- [Texto proporcionado]

────

De manera que el punto en el que se para el grupo cegetista es el de los intereses de los trabajadores. Sitio crítico si lo hay en un movimiento que tiene a la conciliación de las clases como un horizonte doctrinario principal. Claro que la historia del peronismo realmente existente puso en jaque más de una vez este presupuesto ideológico. La aguda y documentada investigación de Daniel James (Resistencia e Integración, el peronismo y la clase trabajadora argentina) muestra, acudiendo a categorías elaboradas por Raymond Williams, el complejo entremezclamiento entre la “ideología formal” y la “conciencia práctica” en la masa peronista durante los años inmediatamente posteriores al derrocamiento de 1955: mientras la primera subrayaba la justicia social en el contexto de la armonía entre las clases, la segunda incorporaba elementos centrales de la visión clasista de la historia que daban forma a documentos como el de las 62 Organizaciones en la reunión de La Falda en 1957. Es decir que el grupo que hoy conduce la CGT no habla un lenguaje extraño a la tradición peronista sino que apela a uno de sus aspectos, acaso uno de los más importantes.

────

- [Tarea escrita A] Según el texto proporcionado, ¿en qué lugar y en qué año se reunieron las 62 Organizaciones?
- [Tarea escrita B] Identifica y copia cada fila que contenga la palabra "tree". Se distingue entre mayúsculas y minúsculas.

────

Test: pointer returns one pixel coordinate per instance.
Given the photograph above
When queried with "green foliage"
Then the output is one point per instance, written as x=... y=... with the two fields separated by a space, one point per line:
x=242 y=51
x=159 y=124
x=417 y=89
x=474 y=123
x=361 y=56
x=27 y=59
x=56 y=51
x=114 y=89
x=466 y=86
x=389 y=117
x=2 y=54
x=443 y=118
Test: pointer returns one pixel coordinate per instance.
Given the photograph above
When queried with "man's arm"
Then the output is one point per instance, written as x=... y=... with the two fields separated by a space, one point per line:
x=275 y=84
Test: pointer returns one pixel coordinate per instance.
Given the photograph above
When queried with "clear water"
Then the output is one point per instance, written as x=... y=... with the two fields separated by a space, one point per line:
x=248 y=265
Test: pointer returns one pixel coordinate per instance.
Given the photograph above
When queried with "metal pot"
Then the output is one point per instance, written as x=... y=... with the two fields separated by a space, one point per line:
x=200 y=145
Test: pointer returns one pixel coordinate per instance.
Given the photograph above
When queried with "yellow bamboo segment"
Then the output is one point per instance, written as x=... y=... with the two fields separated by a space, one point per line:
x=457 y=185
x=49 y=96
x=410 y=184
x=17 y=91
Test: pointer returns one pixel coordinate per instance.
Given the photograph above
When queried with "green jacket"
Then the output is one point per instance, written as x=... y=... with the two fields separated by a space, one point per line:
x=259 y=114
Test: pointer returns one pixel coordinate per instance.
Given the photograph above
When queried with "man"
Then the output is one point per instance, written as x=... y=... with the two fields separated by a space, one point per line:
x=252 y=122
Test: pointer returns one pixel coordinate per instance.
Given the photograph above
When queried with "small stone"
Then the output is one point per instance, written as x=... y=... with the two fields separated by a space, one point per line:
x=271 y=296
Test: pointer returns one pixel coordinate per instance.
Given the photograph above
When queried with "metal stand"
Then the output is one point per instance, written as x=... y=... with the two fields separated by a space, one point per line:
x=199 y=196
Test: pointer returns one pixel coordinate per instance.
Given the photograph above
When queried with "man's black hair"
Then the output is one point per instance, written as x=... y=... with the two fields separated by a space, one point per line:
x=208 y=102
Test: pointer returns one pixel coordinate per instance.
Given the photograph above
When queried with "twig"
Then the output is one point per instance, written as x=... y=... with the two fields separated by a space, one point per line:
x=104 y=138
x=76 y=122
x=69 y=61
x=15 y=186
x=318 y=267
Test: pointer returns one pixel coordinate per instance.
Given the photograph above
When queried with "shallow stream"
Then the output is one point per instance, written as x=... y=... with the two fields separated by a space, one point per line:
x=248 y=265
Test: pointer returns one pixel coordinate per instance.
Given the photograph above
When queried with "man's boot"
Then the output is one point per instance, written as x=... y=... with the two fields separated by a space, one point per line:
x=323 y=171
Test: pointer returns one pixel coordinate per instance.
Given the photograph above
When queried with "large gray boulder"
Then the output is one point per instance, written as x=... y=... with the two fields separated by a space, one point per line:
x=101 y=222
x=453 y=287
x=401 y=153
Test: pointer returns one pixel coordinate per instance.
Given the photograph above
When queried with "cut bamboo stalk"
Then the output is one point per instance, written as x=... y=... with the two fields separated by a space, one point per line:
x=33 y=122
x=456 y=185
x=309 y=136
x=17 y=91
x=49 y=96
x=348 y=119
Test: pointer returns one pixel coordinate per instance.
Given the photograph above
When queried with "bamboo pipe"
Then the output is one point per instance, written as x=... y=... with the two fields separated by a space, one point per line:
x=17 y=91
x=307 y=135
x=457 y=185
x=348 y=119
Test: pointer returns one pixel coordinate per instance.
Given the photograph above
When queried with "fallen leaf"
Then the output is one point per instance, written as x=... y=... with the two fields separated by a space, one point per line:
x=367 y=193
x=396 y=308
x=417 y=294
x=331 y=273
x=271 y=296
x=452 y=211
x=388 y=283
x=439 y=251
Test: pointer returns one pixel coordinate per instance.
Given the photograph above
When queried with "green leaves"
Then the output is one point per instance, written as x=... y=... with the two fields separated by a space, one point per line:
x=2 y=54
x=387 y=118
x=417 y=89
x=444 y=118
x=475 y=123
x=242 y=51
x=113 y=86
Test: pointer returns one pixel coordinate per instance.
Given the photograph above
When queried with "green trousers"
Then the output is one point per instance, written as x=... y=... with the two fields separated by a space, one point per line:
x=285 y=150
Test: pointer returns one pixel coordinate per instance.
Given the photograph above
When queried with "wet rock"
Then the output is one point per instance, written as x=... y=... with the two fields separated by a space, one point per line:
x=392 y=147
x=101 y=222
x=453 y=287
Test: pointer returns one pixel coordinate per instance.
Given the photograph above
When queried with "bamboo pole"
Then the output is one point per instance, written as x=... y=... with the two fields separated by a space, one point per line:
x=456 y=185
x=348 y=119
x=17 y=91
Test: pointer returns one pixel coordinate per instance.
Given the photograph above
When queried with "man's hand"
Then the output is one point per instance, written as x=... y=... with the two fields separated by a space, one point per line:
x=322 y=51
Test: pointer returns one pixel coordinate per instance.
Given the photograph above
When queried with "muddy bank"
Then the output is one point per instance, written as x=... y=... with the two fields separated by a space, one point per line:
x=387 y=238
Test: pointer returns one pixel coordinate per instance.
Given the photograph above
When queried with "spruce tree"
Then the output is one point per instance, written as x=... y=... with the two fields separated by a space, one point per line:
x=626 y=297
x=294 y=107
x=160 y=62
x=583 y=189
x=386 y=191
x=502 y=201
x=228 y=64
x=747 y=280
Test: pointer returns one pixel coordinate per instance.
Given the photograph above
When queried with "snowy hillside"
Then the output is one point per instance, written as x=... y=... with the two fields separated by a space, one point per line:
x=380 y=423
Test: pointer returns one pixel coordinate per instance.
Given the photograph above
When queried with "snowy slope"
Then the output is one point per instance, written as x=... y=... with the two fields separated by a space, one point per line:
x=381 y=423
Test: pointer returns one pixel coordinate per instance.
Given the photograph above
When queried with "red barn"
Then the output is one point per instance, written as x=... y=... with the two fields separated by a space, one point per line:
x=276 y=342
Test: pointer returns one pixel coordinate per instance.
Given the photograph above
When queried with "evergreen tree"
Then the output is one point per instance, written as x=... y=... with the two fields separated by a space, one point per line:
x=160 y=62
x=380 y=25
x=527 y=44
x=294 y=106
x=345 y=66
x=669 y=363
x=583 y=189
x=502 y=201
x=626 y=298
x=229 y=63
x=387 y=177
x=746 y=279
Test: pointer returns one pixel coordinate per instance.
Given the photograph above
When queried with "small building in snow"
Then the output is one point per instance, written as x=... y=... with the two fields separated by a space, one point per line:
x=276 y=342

────

- [Respuesta escrita A] En La Falda, en 1957.

- [Respuesta escrita B]
When queried with "spruce tree"
When queried with "evergreen tree"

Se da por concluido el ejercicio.